[Collected data]
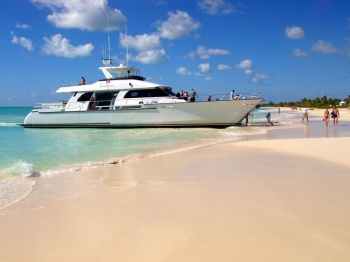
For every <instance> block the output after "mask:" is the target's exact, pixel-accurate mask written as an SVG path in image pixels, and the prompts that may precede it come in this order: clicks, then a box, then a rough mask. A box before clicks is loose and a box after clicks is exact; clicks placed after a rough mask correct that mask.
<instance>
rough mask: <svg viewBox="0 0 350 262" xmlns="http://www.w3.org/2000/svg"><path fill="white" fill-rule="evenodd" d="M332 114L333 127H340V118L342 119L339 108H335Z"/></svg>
mask: <svg viewBox="0 0 350 262" xmlns="http://www.w3.org/2000/svg"><path fill="white" fill-rule="evenodd" d="M332 113H333V125H334V126H337V125H338V118H339V117H340V114H339V110H338V108H337V106H334V108H333V111H332Z"/></svg>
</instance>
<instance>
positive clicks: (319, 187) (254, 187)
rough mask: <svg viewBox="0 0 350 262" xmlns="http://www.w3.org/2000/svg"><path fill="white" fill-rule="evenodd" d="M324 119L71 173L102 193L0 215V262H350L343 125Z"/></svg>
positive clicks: (346, 134)
mask: <svg viewBox="0 0 350 262" xmlns="http://www.w3.org/2000/svg"><path fill="white" fill-rule="evenodd" d="M322 115H323V111H321V110H316V111H314V112H310V123H309V124H305V123H304V124H302V125H301V126H298V127H295V128H289V129H278V128H276V129H275V130H273V131H271V132H269V133H268V134H267V135H262V136H260V137H259V136H256V137H255V139H258V140H253V139H254V138H249V139H246V140H243V141H239V142H231V143H224V144H218V145H213V146H206V147H201V148H196V149H192V150H188V151H183V152H177V153H172V154H167V155H160V156H155V157H149V158H145V159H141V160H138V161H134V162H126V163H123V164H118V165H111V166H109V167H106V168H101V169H96V170H89V171H84V173H83V172H80V173H81V174H80V175H84V176H86V177H103V179H102V182H101V184H100V185H99V186H96V187H94V188H93V189H92V190H91V191H90V192H88V193H85V194H82V195H78V196H76V197H74V198H62V200H60V201H56V202H53V203H51V204H49V205H47V204H45V203H44V202H40V199H39V200H37V201H35V203H32V202H30V204H29V202H28V203H26V202H25V201H23V202H22V203H18V205H17V207H16V205H14V206H13V207H11V209H8V210H12V212H7V213H1V214H0V261H293V262H294V261H318V262H319V261H350V252H349V251H348V250H349V246H350V219H349V218H350V190H349V188H350V175H349V168H350V161H349V154H348V152H349V148H350V135H349V131H350V114H348V112H347V111H345V110H344V111H341V118H340V119H339V121H340V122H339V126H338V127H333V126H332V124H331V125H330V126H329V127H328V135H327V131H326V130H327V128H326V127H325V126H324V123H322ZM305 130H307V131H305ZM20 205H22V207H21V210H20V211H18V210H17V209H18V206H20ZM26 205H27V208H23V206H26ZM16 208H17V209H16ZM16 210H17V211H16Z"/></svg>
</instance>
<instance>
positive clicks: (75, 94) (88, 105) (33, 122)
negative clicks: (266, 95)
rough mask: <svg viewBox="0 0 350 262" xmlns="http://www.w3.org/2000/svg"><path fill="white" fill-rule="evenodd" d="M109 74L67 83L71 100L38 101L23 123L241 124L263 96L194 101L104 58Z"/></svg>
mask: <svg viewBox="0 0 350 262" xmlns="http://www.w3.org/2000/svg"><path fill="white" fill-rule="evenodd" d="M102 61H103V62H104V64H105V66H103V67H100V68H99V69H100V70H101V71H102V72H103V74H104V76H105V78H104V79H101V80H99V81H97V82H95V83H93V84H85V85H83V84H82V85H71V86H68V85H64V86H62V87H60V88H59V89H58V90H57V91H56V93H69V94H71V95H72V96H71V98H70V99H69V100H68V101H60V102H57V103H41V104H36V105H35V107H34V109H33V110H32V111H31V112H30V113H29V114H28V116H27V117H26V118H25V120H24V123H23V124H21V125H22V126H24V127H52V128H53V127H55V128H58V127H87V128H89V127H94V128H96V127H97V128H148V127H218V128H223V127H228V126H232V125H237V124H240V122H241V121H242V120H243V119H244V117H245V115H246V114H247V113H249V112H250V111H252V110H253V109H254V108H255V107H258V106H259V104H260V103H261V102H262V100H263V99H262V98H261V97H260V96H259V94H256V93H255V94H250V95H247V96H246V97H244V99H237V100H228V99H227V100H225V99H224V97H218V98H215V97H214V99H212V101H196V102H189V101H186V100H184V99H183V98H181V97H178V96H176V94H175V93H173V92H172V88H171V87H169V86H164V85H160V84H156V83H152V82H148V81H146V80H145V78H144V77H142V76H140V70H137V69H136V68H133V67H132V66H123V65H120V66H111V60H109V59H106V60H104V59H102Z"/></svg>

- [INSTRUCTIONS FOR THE TASK]:
Without the pictures, copy all of the entries exactly as they appear.

- [WORKED SOLUTION]:
For every <instance> block the output after "mask:" is the target's exact, pixel-accurate mask written as an SVG path in image pixels, and the prompts that may precede it come in this order: clicks, then a box, then a rough mask. A box before clicks is loose and a box after clicks is exact; clicks placed after a rough mask correct that mask.
<instance>
rough mask: <svg viewBox="0 0 350 262" xmlns="http://www.w3.org/2000/svg"><path fill="white" fill-rule="evenodd" d="M332 114L333 127H340V118L342 119L339 108H335Z"/></svg>
mask: <svg viewBox="0 0 350 262" xmlns="http://www.w3.org/2000/svg"><path fill="white" fill-rule="evenodd" d="M332 113H333V125H334V126H337V125H338V118H339V117H340V114H339V110H338V108H337V106H334V108H333V111H332Z"/></svg>
</instance>
<instance>
positive clicks: (319, 187) (254, 187)
rough mask: <svg viewBox="0 0 350 262" xmlns="http://www.w3.org/2000/svg"><path fill="white" fill-rule="evenodd" d="M324 119L71 173L102 193L0 215V262H350L343 125Z"/></svg>
positive clicks: (346, 134)
mask: <svg viewBox="0 0 350 262" xmlns="http://www.w3.org/2000/svg"><path fill="white" fill-rule="evenodd" d="M322 115H323V111H321V110H316V111H314V112H310V123H309V124H305V123H304V124H302V125H301V126H298V127H295V128H289V129H278V128H276V129H275V130H273V131H271V132H269V133H268V134H267V135H262V136H260V137H259V136H256V137H255V139H258V140H253V139H254V138H249V139H246V140H243V141H239V142H231V143H224V144H218V145H213V146H206V147H201V148H196V149H192V150H188V151H183V152H177V153H172V154H167V155H160V156H155V157H149V158H145V159H141V160H138V161H134V162H126V163H123V164H118V165H111V166H109V167H106V168H101V169H96V170H89V171H84V173H83V172H80V173H81V174H80V175H84V176H86V177H103V179H102V182H101V184H100V185H99V186H96V187H94V188H93V189H92V190H91V191H90V192H88V193H85V194H82V195H78V196H76V197H74V198H62V200H60V201H56V202H53V203H51V204H49V205H47V204H45V203H44V202H40V199H39V200H37V201H35V203H32V202H30V204H29V202H28V203H26V202H25V201H23V202H22V203H18V205H17V207H16V205H14V206H13V207H11V209H8V210H12V212H7V213H1V214H0V261H293V262H294V261H318V262H319V261H350V252H349V251H348V250H349V246H350V219H349V218H350V190H349V188H350V175H349V168H350V161H349V154H348V152H349V148H350V135H349V131H350V114H348V112H347V111H345V110H344V111H341V118H340V119H339V121H340V122H339V126H338V127H333V126H332V124H331V125H330V126H329V127H328V135H327V131H326V130H327V128H326V127H325V126H324V123H322ZM305 130H307V131H305ZM20 205H22V207H21V210H20V211H18V210H17V209H18V206H20ZM26 205H27V208H23V206H26ZM16 208H17V209H16ZM16 210H17V211H16Z"/></svg>
</instance>
<instance>
positive clicks: (75, 94) (88, 105) (33, 122)
negative clicks: (266, 95)
rough mask: <svg viewBox="0 0 350 262" xmlns="http://www.w3.org/2000/svg"><path fill="white" fill-rule="evenodd" d="M109 74L67 83L71 100L38 101L23 123L241 124L263 96L194 101L104 58Z"/></svg>
mask: <svg viewBox="0 0 350 262" xmlns="http://www.w3.org/2000/svg"><path fill="white" fill-rule="evenodd" d="M102 61H103V62H104V64H105V66H103V67H100V68H99V69H100V70H101V71H102V72H103V74H104V76H105V78H104V79H101V80H99V81H97V82H95V83H93V84H85V85H83V84H82V85H71V86H68V85H64V86H62V87H60V88H59V89H58V90H57V91H56V93H69V94H71V95H72V96H71V98H70V99H69V100H68V101H60V102H57V103H41V104H36V105H35V107H34V109H33V110H32V111H31V112H30V113H29V114H28V116H27V117H26V118H25V120H24V123H23V124H21V125H22V126H24V127H52V128H53V127H55V128H58V127H87V128H89V127H94V128H96V127H97V128H148V127H218V128H223V127H228V126H232V125H237V124H240V122H241V121H242V120H243V119H244V117H245V115H246V114H247V113H249V112H250V111H252V110H253V109H254V108H255V107H258V106H259V104H260V103H261V102H262V100H263V99H262V98H261V97H260V96H259V94H256V93H255V94H250V95H247V96H246V97H244V99H237V100H228V99H227V100H225V99H224V97H218V98H215V97H214V99H212V101H196V102H189V101H186V100H184V99H183V98H181V97H178V96H176V94H175V93H173V92H172V88H171V87H169V86H164V85H160V84H156V83H152V82H148V81H146V80H145V78H144V77H142V76H140V70H137V69H136V68H133V67H132V66H123V65H120V66H111V60H109V59H106V60H104V59H102Z"/></svg>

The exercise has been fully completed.